- _提供資料_

=-=-=

仕送り額については下記の3つの要件があります。

  • ①年間で被扶養者の収入を超える金額、かつ標準的な生計費を著しく下回らない額(\60,000/1人・\85,000/2人)を最低送金額として毎月送金(手渡し不可)すること。
  • ②被保険者(社員)の年間収入から年間送金総額を差し引いた額が、被扶養者の被保険者からの送金額を含めた年間収入を下回らないこと
  • ③送金が被扶養者への生計維持に必要であり、送金後の収入額で被保険者及び他の被扶養者の生活が成り立っていること

ただし被保険者が単身赴任の場合や学生の子へは送金証明は必要ありません。また、「送金に関する誓約書」のご提出も必要になります。

「年収の壁」に対する政府の施策について(2023年10月より)

参考リンク

「年収の壁」とは

「年収の壁」とは、税金や社会保険料が発生する基準となる年収額のことです。
健康保険等の被扶養者がパートタイマー等で働き、年収が一定以上になると、被扶養者ではいられなくなり、健康保険や国民健康保険等の被保険者となりますが、そうなると社会保険料の負担が発生して、結果として手取り収入が減少する場合があります。
社会保険における「年収の壁」は、企業規模の違い等により、年収106万円と年収130万円の2つがあります。

(出典:「年収の壁」への当面の対応策(厚生労働省))

年収106万円の壁

従業員101人以上の企業、賃金月額88,000円以上(年収:約106万円以上)等、一定の条件を満たす場合は、社会保険料が発生。

参考リンク
年収130万円(※)の壁 被扶養者の認定基準を満たさなくなるため、条件を問わず、社会保険料が発生。
  • ※60歳以上または障害者は180万円

年収130万円の壁に対する対応

被扶養者認定は前年の課税証明書等の確認で行われていますが、人手不足による労働時間延長等に伴い一時的に年収が130万円以上となる場合は、事業主の証明を添付することにより、収入見込額が130万円以上であっても、引き続き被扶養者の認定を受けることができるようになります。

=-=-=

- _エントリ一覧_
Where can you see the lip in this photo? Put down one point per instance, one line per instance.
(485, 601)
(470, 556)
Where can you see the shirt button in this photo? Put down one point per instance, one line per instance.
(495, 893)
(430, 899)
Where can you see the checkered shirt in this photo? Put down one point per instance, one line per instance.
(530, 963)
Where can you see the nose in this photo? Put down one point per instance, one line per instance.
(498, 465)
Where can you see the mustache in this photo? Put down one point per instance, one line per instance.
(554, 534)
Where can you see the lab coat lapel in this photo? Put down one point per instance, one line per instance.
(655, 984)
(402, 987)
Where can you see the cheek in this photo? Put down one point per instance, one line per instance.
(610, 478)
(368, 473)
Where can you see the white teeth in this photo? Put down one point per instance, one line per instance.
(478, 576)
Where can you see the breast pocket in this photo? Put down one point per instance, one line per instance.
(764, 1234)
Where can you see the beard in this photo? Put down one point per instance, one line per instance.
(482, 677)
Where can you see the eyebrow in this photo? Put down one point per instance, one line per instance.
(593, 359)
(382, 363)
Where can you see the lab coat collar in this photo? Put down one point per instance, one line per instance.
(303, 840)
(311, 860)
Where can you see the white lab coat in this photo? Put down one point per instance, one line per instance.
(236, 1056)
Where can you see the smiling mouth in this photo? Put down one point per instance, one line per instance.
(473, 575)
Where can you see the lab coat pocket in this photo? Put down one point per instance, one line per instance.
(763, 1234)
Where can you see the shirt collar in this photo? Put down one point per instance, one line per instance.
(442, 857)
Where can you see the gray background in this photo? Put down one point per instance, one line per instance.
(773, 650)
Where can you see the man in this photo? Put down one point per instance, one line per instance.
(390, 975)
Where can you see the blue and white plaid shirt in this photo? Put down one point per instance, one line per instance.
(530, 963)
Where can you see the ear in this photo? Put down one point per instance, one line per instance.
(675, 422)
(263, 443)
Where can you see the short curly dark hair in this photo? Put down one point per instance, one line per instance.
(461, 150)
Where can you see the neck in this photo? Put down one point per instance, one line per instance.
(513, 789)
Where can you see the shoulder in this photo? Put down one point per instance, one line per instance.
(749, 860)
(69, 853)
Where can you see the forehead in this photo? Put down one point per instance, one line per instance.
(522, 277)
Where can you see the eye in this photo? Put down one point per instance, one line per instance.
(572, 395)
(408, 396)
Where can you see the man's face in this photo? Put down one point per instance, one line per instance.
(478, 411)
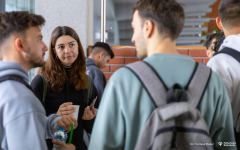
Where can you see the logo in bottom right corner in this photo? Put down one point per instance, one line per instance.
(227, 143)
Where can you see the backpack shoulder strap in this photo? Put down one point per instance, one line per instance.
(90, 87)
(152, 83)
(198, 83)
(16, 78)
(156, 88)
(235, 54)
(44, 89)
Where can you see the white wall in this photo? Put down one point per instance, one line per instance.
(72, 13)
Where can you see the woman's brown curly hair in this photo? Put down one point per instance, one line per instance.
(53, 70)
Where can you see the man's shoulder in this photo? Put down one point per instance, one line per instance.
(17, 100)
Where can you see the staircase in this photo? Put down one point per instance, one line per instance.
(119, 17)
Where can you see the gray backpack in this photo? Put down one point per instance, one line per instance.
(176, 123)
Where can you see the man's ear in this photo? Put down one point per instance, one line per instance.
(19, 44)
(219, 23)
(148, 28)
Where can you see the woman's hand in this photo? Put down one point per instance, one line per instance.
(65, 109)
(88, 114)
(63, 145)
(65, 122)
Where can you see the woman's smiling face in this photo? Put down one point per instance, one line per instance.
(66, 49)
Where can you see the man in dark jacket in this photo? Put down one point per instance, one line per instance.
(99, 57)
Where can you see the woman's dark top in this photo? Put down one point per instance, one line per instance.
(53, 101)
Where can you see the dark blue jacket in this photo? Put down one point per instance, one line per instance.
(99, 79)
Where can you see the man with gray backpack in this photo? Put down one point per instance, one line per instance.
(167, 101)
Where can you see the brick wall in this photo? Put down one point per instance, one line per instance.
(125, 55)
(214, 14)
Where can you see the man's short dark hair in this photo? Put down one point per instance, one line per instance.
(219, 40)
(17, 22)
(168, 15)
(103, 45)
(210, 39)
(229, 12)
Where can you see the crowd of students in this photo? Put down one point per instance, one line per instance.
(166, 92)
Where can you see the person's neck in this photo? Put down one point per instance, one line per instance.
(17, 59)
(165, 46)
(232, 31)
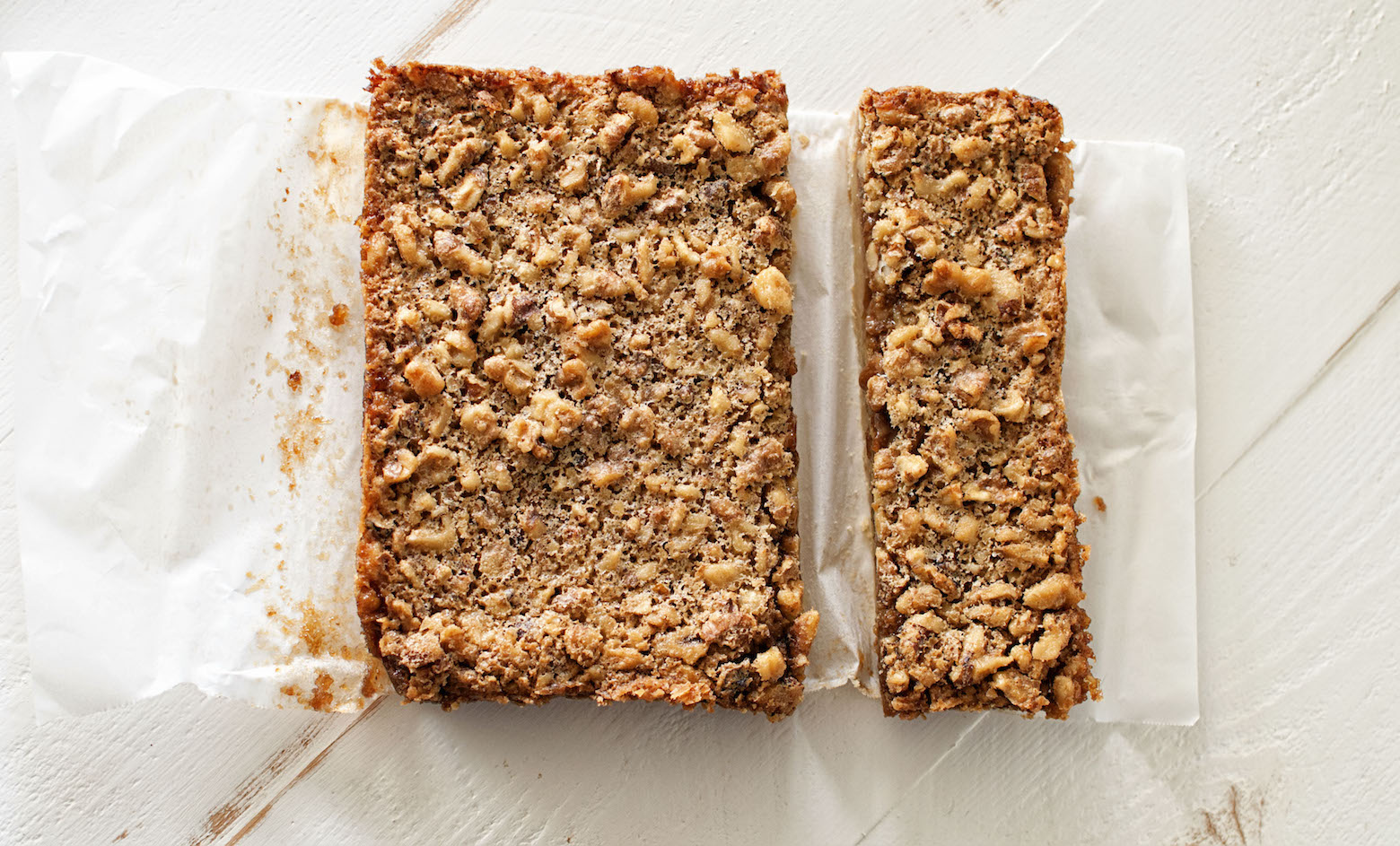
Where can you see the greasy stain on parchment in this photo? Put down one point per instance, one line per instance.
(318, 362)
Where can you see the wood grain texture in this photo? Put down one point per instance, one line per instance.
(1290, 135)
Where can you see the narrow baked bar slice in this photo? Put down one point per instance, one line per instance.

=-=-=

- _実施する作業_
1. 提供資料によると、年収106万円の壁で社会保険料が発生する企業の従業員数の条件は何ですか。
2. 年収の壁に関する提供資料を、最後の文の次から書き継いでください。

- _演習の解答_
1. 従業員101人以上の企業です。

2.
(同一の者について原則として連続2回までを上限とします)

年収106万円の壁に対する対応

社会保険適用促進手当(※)の支給等、労働者の収入を増加させる支援を行った企業に対して一定期間助成が行われます。

※社会保険適用促進手当

短時間労働者への被用者保険の適用を促進するため、非適用の労働者が新たに適用となった場合、当該労働者の保険料負担を軽減するために支給することができる手当です。
社会保険適用促進手当は、給与・賞与とは別に支給するものとし、保険料算定の基礎となる標準報酬月額・標準賞与額の算定対象に考慮しないこととされます。

  • ※対象者:標準報酬月額が10.4万円以下の方。
  • ※報酬から除外する手当の上限額:被用者保険適用に伴い新たに発生した本人負担分の保険料相当額。
  • ※最大2年間の措置。

被扶養者認定における国内居住要件の追加について

2020年4月より、健康保険の被扶養者認定の要件に、国内居住要件が追加されました。日本国内に住所を有していない場合、2020年4月1日以降は、原則として被扶養者の認定はされません。(海外留学等、一定の例外あり)

国内居住要件の考え方について

住民基本台帳に住民登録されているかどうか(住民票があるかどうか)で判断し、住民票が日本国内にある方は原則、国内居住要件を満たすものとされます。

  • ※住民票が日本国内にあっても、海外で就労している等、明らかに日本での居住実態がないことが判明した場合は、国内居住要件を満たさないと判断されます。

国内居住要件の例外

外国に一時的に留学している学生等、海外居住であっても日本国内に生活の基礎があると認められる場合は、例外として国内居住要件を満たすこととされます。

【国内居住要件の例外となる場合】

  • ① 外国において留学をする学生
  • ② 外国に赴任する被保険者に同行する者
  • ③ 観光、保養又はボランティア活動その他就労以外の目的で一時的に海外に渡航する者
  • ④ 被保険者が外国に赴任している間に当該被保険者との身分関係が生じた者
  • ⑤ ①から④までに掲げるもののほか、渡航目的その他の事情を考慮して日本国内に生活の基礎があると認められる者

国内居住者であっても、被扶養者と認められない場合

医療滞在ビザで来日した方、観光・保養を目的としたロングステイビザで来日した方については、国内居住であっても被扶養者として認定されません。

経過措置について

国内居住要件の追加により被扶養者資格を喪失する方が、施行日(2020年4月1日)時点で国内の医療機関に入院している場合、経過措置として、入院期間中は資格が継続されます。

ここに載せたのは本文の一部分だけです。